== Aim of the exercise ==
Please render every line of the entries below as a JSON list of strings, one string per line, with blank lines skipped. Leave the pictures out of the list.

(Pointing dataset entries)
-- Start --
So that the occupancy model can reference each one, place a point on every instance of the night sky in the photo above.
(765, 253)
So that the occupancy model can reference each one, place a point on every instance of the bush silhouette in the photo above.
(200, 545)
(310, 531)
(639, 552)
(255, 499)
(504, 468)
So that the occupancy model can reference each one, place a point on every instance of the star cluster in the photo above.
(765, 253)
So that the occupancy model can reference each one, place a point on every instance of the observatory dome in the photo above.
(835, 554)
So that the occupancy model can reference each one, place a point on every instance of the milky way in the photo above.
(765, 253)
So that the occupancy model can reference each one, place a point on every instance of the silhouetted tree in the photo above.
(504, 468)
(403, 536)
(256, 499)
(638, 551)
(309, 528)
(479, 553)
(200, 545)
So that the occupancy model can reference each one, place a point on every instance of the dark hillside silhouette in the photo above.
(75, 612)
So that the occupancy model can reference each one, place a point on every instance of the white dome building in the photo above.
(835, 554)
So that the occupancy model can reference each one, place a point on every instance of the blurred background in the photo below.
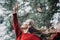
(46, 13)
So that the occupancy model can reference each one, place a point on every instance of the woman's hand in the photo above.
(15, 7)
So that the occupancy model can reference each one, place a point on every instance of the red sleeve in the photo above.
(16, 25)
(34, 37)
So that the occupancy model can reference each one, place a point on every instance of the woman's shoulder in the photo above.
(34, 36)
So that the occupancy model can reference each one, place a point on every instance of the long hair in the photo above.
(34, 28)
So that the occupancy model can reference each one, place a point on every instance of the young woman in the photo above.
(57, 35)
(26, 30)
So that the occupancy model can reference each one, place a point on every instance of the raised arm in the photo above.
(16, 25)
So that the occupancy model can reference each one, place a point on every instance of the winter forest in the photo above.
(46, 14)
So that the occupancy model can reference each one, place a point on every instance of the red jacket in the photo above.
(56, 37)
(19, 34)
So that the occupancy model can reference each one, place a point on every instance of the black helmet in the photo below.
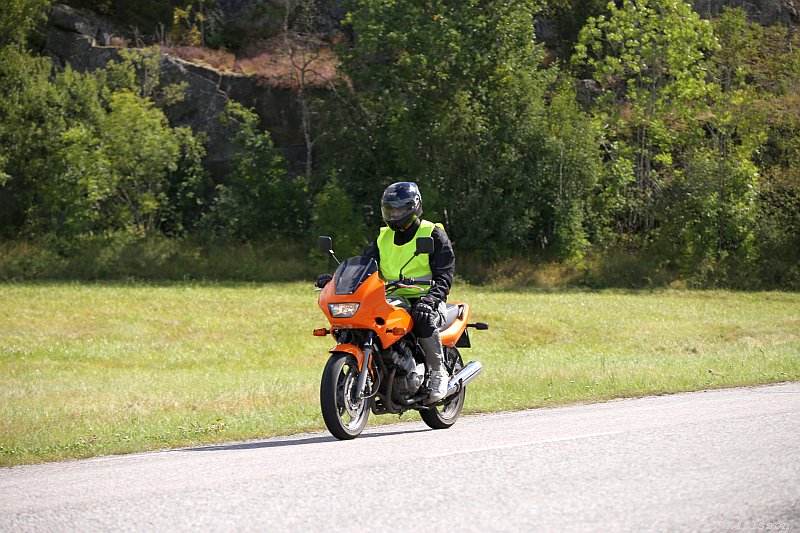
-- End --
== In response ==
[
  "So that the occupancy model can reference each one, place a point on every instance of the night sky in the photo above.",
  "(765, 253)",
  "So that the occupancy model can reference each one, place a point on every instance of the bush silhouette in the photo above.",
  "(200, 545)",
  "(310, 531)",
  "(639, 552)",
  "(255, 499)",
  "(504, 468)",
  "So that the occupancy model can reference each one, place a point on every instance of the star cluster in the photo above.",
  "(765, 253)",
  "So that the occupancy model can reference each one, place a point on every instance of the observatory dome in the photo above.",
  "(835, 554)",
  "So that the occupancy model can reference each one, place a point on every instance of the milky way in the photo above.",
  "(765, 253)",
  "So that the occupancy model can reference each one, place a point on every instance of the silhouetted tree in the photo above.",
  "(504, 468)",
  "(403, 536)",
  "(256, 499)",
  "(638, 551)",
  "(309, 528)",
  "(479, 553)",
  "(200, 545)",
  "So that the occupancy model can reference each one, place a point on every instance of the dark hillside silhouette in the photo above.",
  "(75, 612)",
  "So that the occupancy model can reference each one, place a point on every instance of the white dome building in the photo above.",
  "(835, 554)",
  "So that the occupancy model can reference each one, place a point on every instance of the blurred background in the photo below.",
  "(46, 13)",
  "So that the occupancy model can reference each one, place a point on every instance of the woman's hand in the photo above.",
  "(15, 7)",
  "So that the occupancy model can reference each one, place a point on every instance of the red sleeve in the photo above.",
  "(16, 25)",
  "(34, 37)",
  "So that the occupancy model can reference each one, place a point on every instance of the woman's shoulder in the photo above.",
  "(34, 36)",
  "So that the occupancy model can reference each one, place a point on every instance of the long hair in the photo above.",
  "(34, 28)",
  "So that the occupancy model can reference each one, place a point on every instance of the young woman in the photo above.",
  "(57, 35)",
  "(26, 30)",
  "So that the occupancy model can reference each one, place a point on every instance of the raised arm in the photo above.",
  "(16, 25)",
  "So that the occupancy model can reference each one, place a point on every instance of the winter forest in the photo above.",
  "(46, 14)",
  "So that the occupancy model can reference each one, place a point on every instance of the red jacket in the photo above.",
  "(56, 37)",
  "(19, 34)",
  "So that the occupancy model can reference each one, place a point on every instance of the black helmet in the photo below."
]